Object point labels:
##########

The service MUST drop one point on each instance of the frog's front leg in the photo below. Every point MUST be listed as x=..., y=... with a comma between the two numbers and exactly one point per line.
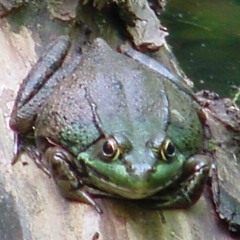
x=196, y=172
x=64, y=174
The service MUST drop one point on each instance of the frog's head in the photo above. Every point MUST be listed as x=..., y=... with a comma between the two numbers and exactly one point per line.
x=132, y=168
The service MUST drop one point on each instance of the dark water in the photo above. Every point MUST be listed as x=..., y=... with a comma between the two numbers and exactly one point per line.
x=205, y=36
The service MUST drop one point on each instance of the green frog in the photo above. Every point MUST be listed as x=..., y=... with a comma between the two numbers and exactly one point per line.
x=105, y=124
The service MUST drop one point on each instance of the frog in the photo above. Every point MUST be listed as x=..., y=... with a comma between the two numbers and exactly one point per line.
x=104, y=124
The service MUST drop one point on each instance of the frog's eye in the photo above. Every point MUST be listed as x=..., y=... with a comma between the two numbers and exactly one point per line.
x=110, y=149
x=167, y=150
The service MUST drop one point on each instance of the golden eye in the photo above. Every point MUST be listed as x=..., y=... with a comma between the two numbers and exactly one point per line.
x=110, y=149
x=167, y=150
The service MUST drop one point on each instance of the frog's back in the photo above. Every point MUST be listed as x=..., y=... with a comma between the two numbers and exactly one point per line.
x=110, y=92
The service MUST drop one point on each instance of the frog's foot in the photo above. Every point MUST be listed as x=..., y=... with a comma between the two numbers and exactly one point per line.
x=25, y=145
x=64, y=173
x=196, y=173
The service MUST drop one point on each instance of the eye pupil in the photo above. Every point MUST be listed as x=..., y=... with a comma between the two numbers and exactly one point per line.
x=170, y=149
x=108, y=148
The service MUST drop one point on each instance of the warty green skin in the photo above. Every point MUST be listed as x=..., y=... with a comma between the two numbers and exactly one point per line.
x=108, y=97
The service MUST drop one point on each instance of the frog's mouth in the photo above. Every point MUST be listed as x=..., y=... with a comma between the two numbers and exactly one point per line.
x=129, y=186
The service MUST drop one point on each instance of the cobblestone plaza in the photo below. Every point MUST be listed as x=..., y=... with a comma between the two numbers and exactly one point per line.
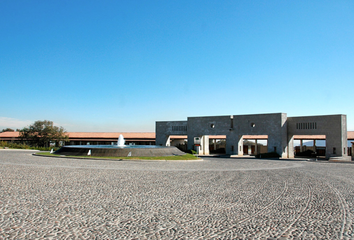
x=218, y=198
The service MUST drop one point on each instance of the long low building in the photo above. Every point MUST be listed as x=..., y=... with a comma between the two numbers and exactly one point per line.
x=280, y=131
x=149, y=138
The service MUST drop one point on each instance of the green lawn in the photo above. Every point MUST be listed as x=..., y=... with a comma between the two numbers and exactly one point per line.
x=183, y=157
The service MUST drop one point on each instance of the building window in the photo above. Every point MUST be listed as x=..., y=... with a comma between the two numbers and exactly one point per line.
x=308, y=125
x=179, y=128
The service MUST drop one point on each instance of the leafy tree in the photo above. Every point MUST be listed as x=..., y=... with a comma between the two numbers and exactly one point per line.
x=7, y=130
x=41, y=133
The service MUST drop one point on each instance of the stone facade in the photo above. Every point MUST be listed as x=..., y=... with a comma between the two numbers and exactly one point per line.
x=279, y=128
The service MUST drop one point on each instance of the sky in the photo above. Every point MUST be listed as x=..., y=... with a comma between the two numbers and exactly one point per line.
x=119, y=66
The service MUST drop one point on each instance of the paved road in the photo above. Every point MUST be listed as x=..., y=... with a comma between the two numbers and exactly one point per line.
x=55, y=198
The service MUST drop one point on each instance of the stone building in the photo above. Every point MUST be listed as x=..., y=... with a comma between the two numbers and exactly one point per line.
x=279, y=129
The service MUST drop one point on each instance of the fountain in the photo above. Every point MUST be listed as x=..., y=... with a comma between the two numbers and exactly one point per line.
x=121, y=141
x=119, y=150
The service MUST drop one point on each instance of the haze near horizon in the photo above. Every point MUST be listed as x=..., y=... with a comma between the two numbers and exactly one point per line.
x=114, y=66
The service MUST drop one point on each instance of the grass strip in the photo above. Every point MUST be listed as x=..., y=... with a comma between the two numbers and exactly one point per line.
x=182, y=157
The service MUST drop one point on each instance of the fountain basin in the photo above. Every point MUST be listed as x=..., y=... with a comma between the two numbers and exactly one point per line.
x=119, y=151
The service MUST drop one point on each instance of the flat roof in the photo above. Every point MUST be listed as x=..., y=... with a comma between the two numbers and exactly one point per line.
x=144, y=136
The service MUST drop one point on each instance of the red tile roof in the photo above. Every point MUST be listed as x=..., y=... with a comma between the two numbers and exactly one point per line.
x=151, y=135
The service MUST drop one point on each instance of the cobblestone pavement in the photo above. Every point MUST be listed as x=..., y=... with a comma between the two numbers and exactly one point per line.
x=224, y=198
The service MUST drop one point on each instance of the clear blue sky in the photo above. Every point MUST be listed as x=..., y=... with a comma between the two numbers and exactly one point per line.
x=122, y=65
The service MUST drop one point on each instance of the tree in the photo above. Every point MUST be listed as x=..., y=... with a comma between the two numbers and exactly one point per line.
x=41, y=133
x=7, y=130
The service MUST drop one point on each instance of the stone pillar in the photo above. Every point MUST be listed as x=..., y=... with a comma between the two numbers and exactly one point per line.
x=239, y=148
x=204, y=146
x=291, y=147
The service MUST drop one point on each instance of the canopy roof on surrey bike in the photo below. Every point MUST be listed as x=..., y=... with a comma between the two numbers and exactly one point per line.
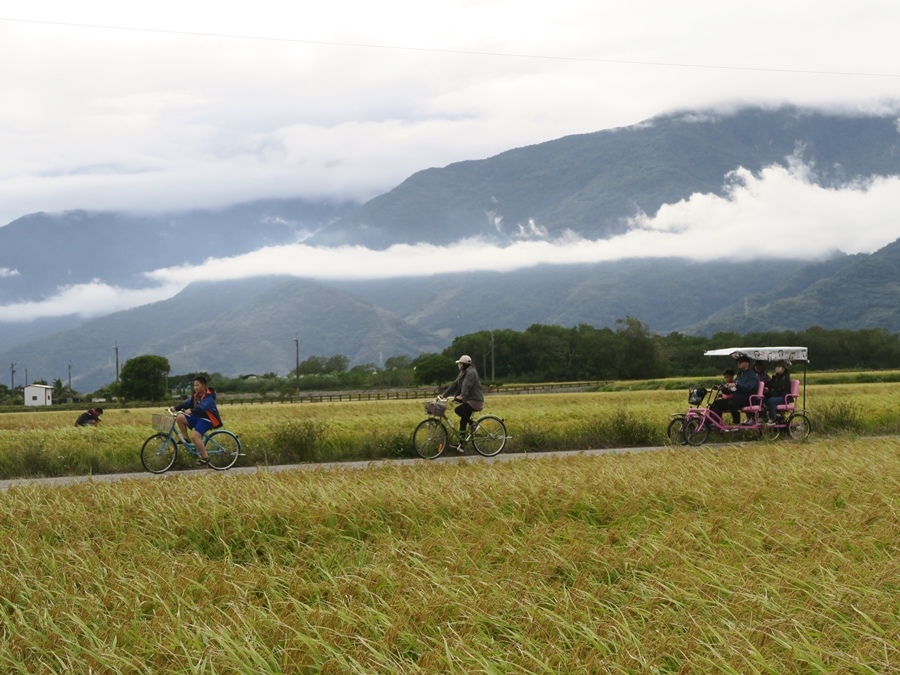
x=787, y=354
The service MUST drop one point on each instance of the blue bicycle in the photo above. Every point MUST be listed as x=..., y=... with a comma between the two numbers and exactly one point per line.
x=160, y=451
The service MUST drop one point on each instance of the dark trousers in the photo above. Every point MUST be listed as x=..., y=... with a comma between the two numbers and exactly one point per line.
x=720, y=405
x=735, y=403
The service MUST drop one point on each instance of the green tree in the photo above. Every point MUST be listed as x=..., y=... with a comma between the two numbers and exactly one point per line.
x=59, y=390
x=144, y=378
x=337, y=364
x=639, y=355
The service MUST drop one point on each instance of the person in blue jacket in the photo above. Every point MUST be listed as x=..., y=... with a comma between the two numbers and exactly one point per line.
x=203, y=415
x=746, y=384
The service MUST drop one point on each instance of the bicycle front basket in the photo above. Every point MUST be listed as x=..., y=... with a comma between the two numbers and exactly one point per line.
x=436, y=408
x=162, y=422
x=696, y=395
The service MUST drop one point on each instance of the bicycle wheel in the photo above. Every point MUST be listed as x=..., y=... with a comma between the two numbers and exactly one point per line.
x=489, y=435
x=158, y=453
x=223, y=448
x=430, y=438
x=673, y=432
x=799, y=427
x=695, y=431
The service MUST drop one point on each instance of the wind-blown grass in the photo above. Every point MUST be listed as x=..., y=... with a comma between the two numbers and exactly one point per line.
x=763, y=558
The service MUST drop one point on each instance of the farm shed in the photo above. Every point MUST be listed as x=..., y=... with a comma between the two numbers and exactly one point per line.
x=38, y=394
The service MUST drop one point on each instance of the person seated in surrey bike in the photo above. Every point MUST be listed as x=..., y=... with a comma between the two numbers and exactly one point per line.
x=204, y=415
x=467, y=390
x=745, y=384
x=89, y=418
x=760, y=369
x=776, y=390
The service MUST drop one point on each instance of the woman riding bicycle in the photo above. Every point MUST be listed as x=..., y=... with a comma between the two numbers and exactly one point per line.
x=467, y=389
x=203, y=415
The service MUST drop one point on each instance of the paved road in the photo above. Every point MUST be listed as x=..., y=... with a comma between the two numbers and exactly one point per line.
x=110, y=478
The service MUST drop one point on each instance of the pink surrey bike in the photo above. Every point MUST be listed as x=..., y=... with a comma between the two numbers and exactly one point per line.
x=791, y=420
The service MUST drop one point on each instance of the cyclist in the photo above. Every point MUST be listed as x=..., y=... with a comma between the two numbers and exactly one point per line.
x=203, y=416
x=747, y=383
x=466, y=389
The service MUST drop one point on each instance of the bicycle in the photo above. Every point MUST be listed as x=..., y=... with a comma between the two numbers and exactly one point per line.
x=487, y=433
x=700, y=421
x=159, y=452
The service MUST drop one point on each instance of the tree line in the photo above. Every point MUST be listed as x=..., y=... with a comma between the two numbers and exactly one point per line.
x=540, y=353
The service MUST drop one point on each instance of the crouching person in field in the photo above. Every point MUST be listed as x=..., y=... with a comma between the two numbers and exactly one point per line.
x=89, y=417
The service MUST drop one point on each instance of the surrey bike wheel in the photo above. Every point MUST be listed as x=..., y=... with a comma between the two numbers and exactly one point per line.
x=798, y=427
x=674, y=430
x=695, y=431
x=222, y=448
x=159, y=453
x=430, y=438
x=489, y=435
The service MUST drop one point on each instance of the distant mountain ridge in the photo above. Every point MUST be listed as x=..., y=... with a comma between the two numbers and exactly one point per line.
x=589, y=184
x=249, y=326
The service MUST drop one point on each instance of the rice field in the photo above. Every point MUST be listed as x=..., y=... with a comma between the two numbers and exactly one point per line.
x=46, y=443
x=753, y=558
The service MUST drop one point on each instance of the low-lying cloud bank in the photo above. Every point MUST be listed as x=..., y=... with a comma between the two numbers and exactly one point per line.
x=779, y=213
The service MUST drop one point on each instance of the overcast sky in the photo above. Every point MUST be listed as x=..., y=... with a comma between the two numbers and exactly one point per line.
x=170, y=105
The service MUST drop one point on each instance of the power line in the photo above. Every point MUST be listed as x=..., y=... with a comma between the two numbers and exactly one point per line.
x=459, y=52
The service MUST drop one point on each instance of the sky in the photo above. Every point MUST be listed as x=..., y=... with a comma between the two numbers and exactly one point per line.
x=195, y=104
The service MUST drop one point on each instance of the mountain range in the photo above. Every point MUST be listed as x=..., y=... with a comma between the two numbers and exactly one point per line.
x=590, y=185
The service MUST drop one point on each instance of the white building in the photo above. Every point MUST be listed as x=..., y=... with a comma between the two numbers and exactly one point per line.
x=38, y=394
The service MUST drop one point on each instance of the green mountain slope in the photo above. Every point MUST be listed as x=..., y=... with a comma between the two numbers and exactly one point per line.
x=592, y=183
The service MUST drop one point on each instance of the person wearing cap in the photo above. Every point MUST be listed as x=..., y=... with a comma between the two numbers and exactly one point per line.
x=777, y=389
x=760, y=369
x=745, y=385
x=466, y=389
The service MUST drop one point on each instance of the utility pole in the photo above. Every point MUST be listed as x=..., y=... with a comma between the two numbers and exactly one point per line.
x=297, y=367
x=492, y=357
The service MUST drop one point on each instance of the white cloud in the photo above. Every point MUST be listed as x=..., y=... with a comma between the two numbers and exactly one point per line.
x=348, y=98
x=87, y=300
x=779, y=213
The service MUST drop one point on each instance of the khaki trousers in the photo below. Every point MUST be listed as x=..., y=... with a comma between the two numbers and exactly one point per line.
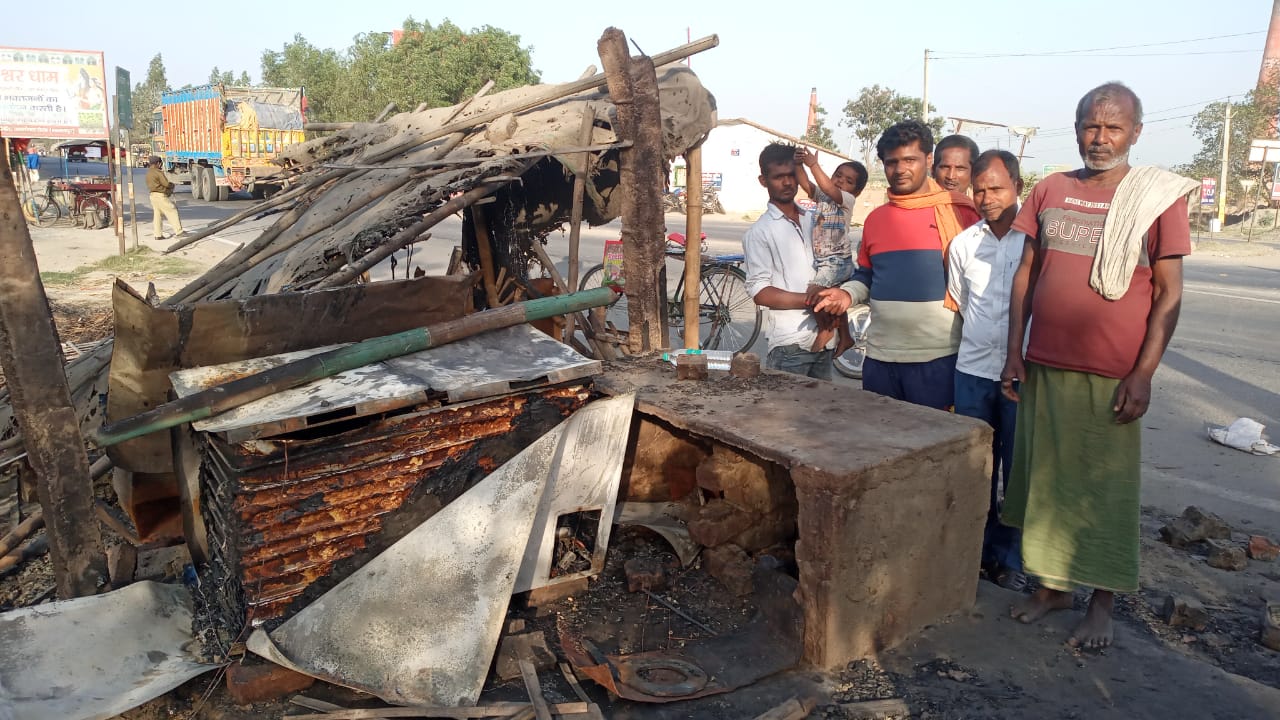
x=161, y=205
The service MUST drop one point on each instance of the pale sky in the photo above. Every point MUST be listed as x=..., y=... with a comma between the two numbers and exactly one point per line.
x=769, y=54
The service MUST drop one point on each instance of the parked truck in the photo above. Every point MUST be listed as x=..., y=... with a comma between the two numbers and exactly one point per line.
x=222, y=140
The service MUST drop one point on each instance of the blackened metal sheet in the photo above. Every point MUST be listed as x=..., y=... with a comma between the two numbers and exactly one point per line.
x=484, y=365
x=289, y=518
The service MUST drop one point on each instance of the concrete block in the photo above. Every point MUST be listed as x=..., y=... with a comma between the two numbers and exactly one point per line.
x=1226, y=555
x=661, y=465
x=891, y=497
x=1262, y=548
x=529, y=646
x=644, y=574
x=259, y=682
x=1183, y=611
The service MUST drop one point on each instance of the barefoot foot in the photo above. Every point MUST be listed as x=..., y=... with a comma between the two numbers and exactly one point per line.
x=1095, y=632
x=1038, y=605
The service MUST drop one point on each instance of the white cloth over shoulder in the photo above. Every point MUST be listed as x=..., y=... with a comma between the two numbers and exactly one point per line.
x=1139, y=199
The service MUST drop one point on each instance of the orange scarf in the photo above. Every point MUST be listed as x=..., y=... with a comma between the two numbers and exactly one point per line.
x=945, y=215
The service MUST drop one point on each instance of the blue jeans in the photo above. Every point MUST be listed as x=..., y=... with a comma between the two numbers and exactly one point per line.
x=929, y=383
x=979, y=397
x=800, y=361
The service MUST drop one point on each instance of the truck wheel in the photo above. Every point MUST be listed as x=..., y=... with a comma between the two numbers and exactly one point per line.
x=197, y=182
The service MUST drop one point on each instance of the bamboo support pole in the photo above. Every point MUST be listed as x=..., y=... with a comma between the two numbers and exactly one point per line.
x=484, y=247
x=24, y=529
x=560, y=282
x=219, y=399
x=693, y=246
x=575, y=219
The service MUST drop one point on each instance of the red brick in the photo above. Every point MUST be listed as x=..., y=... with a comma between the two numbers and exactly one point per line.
x=731, y=565
x=718, y=523
x=259, y=682
x=750, y=483
x=1262, y=548
x=745, y=365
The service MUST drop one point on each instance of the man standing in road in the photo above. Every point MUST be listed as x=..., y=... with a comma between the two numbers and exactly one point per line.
x=952, y=162
x=160, y=188
x=1102, y=277
x=981, y=265
x=901, y=270
x=778, y=250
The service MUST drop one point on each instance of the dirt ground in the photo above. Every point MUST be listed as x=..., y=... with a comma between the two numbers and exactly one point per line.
x=974, y=665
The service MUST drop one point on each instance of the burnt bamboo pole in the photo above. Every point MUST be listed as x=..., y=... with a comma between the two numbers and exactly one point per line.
x=35, y=373
x=223, y=397
x=632, y=85
x=693, y=246
x=575, y=218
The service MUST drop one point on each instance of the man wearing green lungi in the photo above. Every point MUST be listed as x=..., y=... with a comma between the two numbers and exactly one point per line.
x=1101, y=282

##########

Rewrite the records above as a Markdown table with the columns Number and Record line, one non-blank line per row. Begin at the line that contains "the green frog" and stop after the line that contains "x=129, y=186".

TASK RESULT:
| Number | Record line |
|---|---|
| 1 | The service MUST drop one point on each instance of the green frog in the photo above. Every point MUST be listed as x=..., y=... with a comma between the two numbers and exactly one point per line. |
| 2 | x=105, y=124 |
| 3 | The service MUST drop one point on each instance of the frog in the photo above. Every point MUST be listed as x=..., y=... with a comma between the two numbers and exactly one point per line. |
| 4 | x=104, y=124 |
| 5 | The service MUST drop one point on each instance of the frog's eye in the photo above. Every point MUST be listed as x=..., y=... with a comma between the two numbers and exactly one point per line. |
| 6 | x=110, y=149 |
| 7 | x=167, y=150 |
| 8 | The service MUST drop one point on each instance of the golden eye in the photo above. Every point MUST be listed as x=..., y=... with a comma between the two numbers and exactly one point per line. |
| 9 | x=110, y=149 |
| 10 | x=167, y=150 |
| 11 | The service MUST drop one point on each instance of the frog's back in the photo above. Every point MUST be listed as x=..., y=... with a comma between the two numbers and exactly one point per line. |
| 12 | x=110, y=92 |
| 13 | The service MUST drop one point on each instance of the frog's foot in the photo above. Every point MUST be listed as x=..., y=... with a comma between the two numbers and exactly one point per line. |
| 14 | x=25, y=145 |
| 15 | x=64, y=173 |
| 16 | x=196, y=173 |
| 17 | The service MUST drop one point on each instance of the eye pupil in the photo above. Every point MUST be listed as x=..., y=... with a comma between the two numbers and exactly one point per line. |
| 18 | x=170, y=149 |
| 19 | x=108, y=148 |
| 20 | The service MUST drop one point on each instance of the warty green skin in the photo above. Every point MUST be listed as x=..., y=... with a comma between the two numbers and exactly one point per line. |
| 21 | x=108, y=97 |
| 22 | The service MUST drop one point on each instance of the frog's mouth in the photo above. Every point MUST be listed as x=..., y=... with a comma between the two numbers and exactly one point per line. |
| 23 | x=129, y=186 |